• [Required task] Copy the records below word for word, leaving out the pictures.

• [Labeled-object pointing records]
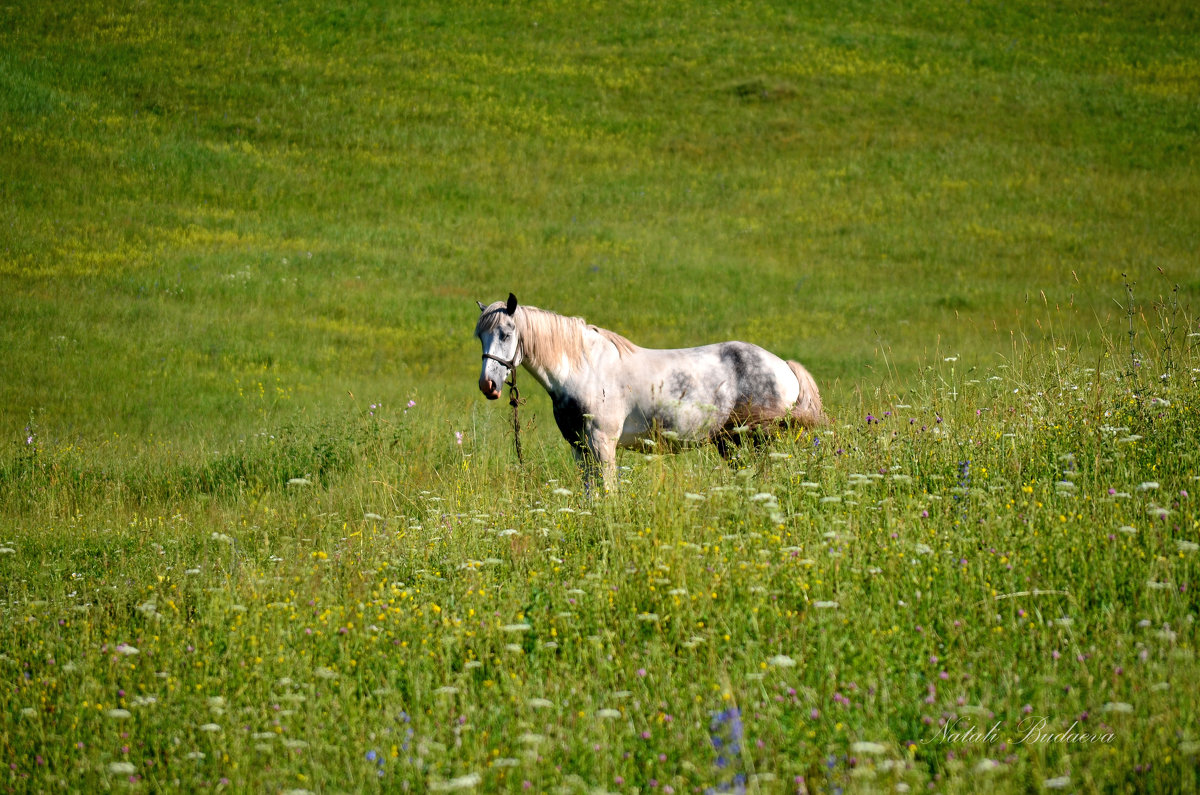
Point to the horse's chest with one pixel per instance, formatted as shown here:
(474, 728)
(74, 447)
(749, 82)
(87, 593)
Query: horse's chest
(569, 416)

• [Response to this exercise]
Point to the horse's chest with one pixel per instance, formatted as shown here:
(474, 728)
(74, 447)
(749, 82)
(87, 593)
Query: horse's chest
(569, 416)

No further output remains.